═════ Data rows ═════
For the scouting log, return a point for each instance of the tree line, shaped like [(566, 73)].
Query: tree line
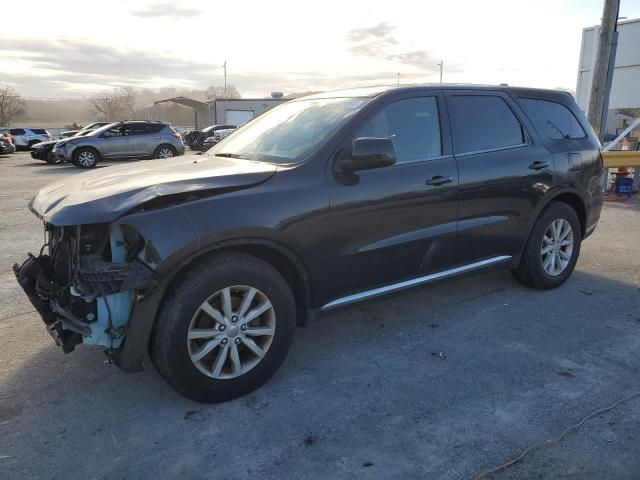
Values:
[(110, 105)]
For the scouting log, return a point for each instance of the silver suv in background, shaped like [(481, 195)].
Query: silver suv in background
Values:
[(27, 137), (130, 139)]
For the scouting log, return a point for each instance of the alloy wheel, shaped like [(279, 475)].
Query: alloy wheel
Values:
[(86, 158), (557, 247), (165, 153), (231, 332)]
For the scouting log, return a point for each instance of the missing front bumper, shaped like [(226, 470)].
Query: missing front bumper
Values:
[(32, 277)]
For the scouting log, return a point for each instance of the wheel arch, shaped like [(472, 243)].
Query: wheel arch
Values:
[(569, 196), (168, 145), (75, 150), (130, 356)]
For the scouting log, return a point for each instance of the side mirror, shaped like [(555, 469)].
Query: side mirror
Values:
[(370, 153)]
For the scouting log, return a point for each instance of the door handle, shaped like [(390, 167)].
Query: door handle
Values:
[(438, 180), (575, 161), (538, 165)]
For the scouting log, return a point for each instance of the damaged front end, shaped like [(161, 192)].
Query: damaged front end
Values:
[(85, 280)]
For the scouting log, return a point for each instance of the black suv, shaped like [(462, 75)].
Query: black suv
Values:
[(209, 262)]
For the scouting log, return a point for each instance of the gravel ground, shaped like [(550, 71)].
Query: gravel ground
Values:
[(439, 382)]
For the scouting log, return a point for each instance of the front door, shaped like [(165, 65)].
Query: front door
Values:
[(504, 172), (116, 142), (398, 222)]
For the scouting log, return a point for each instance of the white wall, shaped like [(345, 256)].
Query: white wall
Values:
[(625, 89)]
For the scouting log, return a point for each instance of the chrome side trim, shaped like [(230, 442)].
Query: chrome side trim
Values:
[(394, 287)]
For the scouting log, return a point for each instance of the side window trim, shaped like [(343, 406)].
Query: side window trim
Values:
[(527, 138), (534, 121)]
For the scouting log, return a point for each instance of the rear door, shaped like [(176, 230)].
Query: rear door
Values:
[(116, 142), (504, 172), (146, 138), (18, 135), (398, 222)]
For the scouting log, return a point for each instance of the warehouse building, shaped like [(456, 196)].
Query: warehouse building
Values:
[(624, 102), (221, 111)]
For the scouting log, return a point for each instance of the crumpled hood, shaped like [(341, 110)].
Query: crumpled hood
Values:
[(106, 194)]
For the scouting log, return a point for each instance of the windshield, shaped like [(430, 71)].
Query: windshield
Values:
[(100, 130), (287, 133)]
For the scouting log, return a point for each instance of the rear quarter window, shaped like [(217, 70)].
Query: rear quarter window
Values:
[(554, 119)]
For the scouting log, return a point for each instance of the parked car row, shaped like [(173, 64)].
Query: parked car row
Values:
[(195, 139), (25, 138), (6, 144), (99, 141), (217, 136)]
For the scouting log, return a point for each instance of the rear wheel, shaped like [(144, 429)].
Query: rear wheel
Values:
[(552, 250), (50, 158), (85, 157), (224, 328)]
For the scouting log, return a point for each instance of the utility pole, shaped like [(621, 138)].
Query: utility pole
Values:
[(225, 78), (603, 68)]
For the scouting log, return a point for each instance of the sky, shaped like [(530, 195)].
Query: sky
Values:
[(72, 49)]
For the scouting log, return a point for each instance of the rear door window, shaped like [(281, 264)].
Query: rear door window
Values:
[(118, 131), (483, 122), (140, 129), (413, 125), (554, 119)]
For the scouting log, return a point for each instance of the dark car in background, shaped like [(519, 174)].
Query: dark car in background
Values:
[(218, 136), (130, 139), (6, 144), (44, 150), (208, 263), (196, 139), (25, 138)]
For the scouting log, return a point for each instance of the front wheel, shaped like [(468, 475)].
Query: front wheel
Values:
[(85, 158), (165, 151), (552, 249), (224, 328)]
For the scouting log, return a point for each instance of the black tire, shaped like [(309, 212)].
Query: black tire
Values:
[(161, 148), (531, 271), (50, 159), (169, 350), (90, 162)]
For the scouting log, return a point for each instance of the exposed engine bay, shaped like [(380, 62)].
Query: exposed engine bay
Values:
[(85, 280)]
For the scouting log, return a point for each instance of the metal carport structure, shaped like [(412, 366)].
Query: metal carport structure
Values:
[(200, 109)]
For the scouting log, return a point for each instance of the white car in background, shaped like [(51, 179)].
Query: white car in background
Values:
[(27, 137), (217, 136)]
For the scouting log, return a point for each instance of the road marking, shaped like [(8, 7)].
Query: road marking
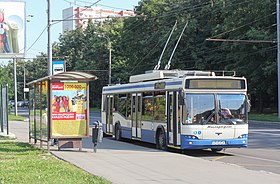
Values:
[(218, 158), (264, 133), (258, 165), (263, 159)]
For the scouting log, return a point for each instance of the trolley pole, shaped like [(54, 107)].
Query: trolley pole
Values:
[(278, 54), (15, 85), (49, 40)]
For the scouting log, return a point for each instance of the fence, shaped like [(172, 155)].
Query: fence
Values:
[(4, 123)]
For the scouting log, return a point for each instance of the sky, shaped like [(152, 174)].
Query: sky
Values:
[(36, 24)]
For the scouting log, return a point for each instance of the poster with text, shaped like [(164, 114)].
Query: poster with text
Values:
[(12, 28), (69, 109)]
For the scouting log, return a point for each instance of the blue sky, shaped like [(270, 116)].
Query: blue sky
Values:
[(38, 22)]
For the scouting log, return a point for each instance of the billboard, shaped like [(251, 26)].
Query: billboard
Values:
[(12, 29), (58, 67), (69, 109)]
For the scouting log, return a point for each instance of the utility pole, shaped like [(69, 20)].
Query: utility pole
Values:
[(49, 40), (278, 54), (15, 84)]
═════
═════ Data rows ═════
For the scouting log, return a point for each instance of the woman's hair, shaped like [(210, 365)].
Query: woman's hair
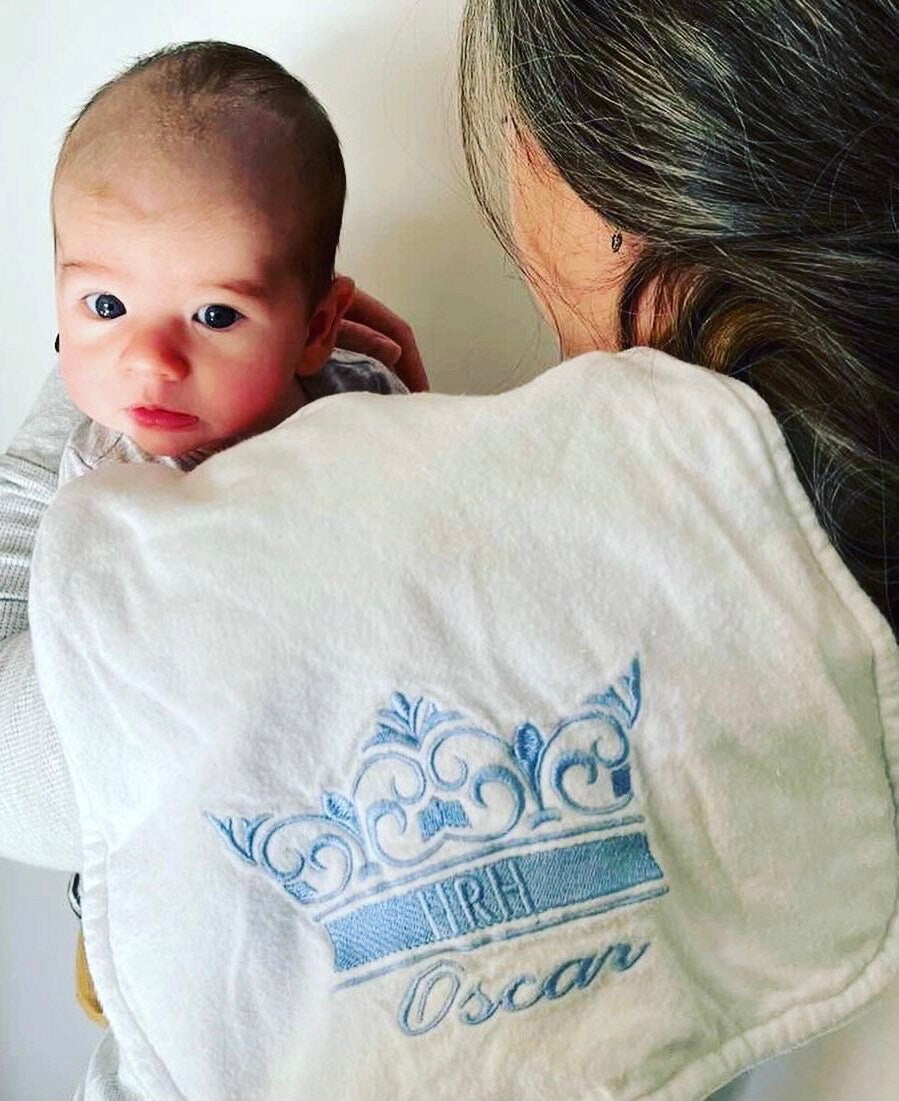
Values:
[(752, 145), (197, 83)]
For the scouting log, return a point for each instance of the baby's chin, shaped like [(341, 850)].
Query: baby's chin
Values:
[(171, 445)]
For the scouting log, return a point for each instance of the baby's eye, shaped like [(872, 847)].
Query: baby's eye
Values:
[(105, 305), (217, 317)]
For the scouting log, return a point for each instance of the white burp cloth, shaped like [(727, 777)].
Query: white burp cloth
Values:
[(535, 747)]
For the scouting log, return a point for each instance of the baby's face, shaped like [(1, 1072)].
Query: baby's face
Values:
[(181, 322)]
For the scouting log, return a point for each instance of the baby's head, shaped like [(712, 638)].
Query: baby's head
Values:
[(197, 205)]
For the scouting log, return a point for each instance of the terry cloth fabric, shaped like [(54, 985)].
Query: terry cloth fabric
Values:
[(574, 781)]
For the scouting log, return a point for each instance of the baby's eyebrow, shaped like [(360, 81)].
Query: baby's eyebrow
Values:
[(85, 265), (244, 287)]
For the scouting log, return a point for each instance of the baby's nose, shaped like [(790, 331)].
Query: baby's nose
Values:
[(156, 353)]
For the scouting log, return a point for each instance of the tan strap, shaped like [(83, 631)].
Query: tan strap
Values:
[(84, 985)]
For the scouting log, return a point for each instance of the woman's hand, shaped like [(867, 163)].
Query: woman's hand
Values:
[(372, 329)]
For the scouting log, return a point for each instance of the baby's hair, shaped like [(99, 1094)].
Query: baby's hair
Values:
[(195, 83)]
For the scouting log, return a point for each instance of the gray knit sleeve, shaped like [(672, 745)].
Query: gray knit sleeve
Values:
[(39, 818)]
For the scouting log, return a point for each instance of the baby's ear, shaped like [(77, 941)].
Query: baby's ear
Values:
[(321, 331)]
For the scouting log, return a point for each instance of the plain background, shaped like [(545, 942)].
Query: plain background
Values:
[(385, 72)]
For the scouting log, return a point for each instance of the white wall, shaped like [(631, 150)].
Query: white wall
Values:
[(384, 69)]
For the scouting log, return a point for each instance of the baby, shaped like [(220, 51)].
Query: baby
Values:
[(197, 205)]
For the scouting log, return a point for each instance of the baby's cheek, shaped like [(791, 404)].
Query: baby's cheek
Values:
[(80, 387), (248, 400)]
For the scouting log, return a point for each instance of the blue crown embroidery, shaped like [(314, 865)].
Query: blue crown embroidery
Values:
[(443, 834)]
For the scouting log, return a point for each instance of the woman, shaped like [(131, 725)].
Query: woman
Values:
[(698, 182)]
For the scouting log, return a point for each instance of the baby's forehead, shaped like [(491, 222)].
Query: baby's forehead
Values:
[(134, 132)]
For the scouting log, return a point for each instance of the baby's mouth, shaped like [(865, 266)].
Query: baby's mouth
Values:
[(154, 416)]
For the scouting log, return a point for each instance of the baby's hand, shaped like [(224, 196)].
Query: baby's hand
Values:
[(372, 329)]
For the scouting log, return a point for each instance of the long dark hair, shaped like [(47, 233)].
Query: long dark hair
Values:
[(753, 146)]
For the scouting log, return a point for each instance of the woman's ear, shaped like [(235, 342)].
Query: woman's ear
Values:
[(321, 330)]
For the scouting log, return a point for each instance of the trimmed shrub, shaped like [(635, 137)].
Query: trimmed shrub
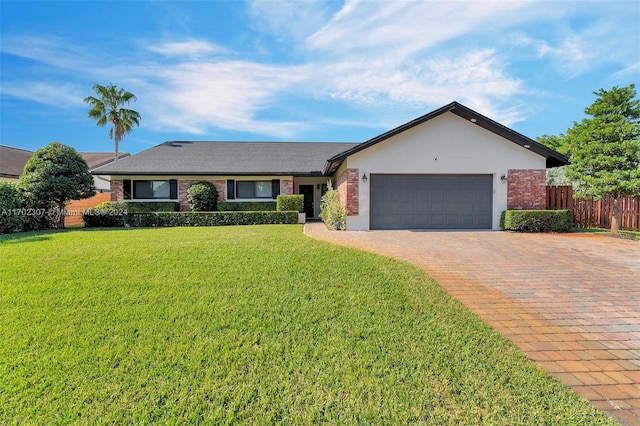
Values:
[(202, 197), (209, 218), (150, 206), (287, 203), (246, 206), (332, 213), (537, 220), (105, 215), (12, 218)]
═════
═════ Data rows ═════
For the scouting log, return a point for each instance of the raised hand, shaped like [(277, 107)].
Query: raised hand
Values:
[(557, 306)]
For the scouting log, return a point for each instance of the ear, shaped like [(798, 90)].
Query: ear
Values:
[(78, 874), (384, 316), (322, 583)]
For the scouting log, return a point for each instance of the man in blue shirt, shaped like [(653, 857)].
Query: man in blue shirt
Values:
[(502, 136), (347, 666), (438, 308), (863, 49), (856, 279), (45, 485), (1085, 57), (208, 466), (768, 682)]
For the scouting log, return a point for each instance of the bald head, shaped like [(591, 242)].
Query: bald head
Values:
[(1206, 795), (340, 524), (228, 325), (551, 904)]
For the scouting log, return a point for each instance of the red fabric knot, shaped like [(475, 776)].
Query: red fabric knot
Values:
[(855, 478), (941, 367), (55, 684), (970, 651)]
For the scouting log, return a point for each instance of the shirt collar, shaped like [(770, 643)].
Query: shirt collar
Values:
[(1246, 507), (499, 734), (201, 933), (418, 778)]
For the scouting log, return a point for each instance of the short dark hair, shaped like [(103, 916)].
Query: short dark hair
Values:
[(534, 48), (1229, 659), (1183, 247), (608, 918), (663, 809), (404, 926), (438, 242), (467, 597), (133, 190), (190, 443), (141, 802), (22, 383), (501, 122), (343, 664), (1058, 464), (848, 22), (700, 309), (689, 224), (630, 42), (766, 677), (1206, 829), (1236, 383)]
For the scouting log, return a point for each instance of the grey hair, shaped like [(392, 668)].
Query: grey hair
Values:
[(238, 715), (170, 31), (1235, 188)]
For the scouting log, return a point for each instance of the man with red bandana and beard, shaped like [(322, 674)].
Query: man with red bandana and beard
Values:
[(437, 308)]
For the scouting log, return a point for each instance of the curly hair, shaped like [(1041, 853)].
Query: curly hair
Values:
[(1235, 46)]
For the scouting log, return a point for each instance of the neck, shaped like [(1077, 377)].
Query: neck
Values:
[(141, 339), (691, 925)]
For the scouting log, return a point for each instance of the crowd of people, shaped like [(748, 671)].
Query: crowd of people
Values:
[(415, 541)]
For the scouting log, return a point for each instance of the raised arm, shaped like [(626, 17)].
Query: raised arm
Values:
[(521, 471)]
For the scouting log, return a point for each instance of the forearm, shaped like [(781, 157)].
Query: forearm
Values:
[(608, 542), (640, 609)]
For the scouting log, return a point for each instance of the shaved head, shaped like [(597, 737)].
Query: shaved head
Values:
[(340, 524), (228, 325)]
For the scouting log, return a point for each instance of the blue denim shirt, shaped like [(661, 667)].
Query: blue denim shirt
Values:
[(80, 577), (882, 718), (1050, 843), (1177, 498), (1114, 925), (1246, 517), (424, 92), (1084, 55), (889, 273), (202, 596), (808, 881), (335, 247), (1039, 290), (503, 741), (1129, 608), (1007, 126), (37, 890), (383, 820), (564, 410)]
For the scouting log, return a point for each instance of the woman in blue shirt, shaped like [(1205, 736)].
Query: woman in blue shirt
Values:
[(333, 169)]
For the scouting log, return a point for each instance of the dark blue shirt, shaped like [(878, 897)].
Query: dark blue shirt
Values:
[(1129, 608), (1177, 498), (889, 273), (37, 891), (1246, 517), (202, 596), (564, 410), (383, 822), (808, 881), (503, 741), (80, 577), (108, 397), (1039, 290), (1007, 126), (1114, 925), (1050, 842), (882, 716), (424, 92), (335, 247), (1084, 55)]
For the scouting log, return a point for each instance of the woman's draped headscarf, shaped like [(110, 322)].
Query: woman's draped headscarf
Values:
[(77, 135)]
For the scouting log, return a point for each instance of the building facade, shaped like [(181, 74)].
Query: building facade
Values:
═════
■ **Exercise brief**
Reproduce the items starting at the line containing "like [(566, 73)]." and ending at the line containing "[(27, 137), (130, 139)]", including both of those lines, and omit the pictures.

■ **Task output**
For the scouting log, return a point for each instance of the tree line, shaped like [(566, 73)].
Query: tree line
Values:
[(110, 105)]
For the scouting log, return a point for each instance of the silver suv in background, shaped like [(481, 195)].
Query: silver suv in background
Values:
[(27, 137), (130, 139)]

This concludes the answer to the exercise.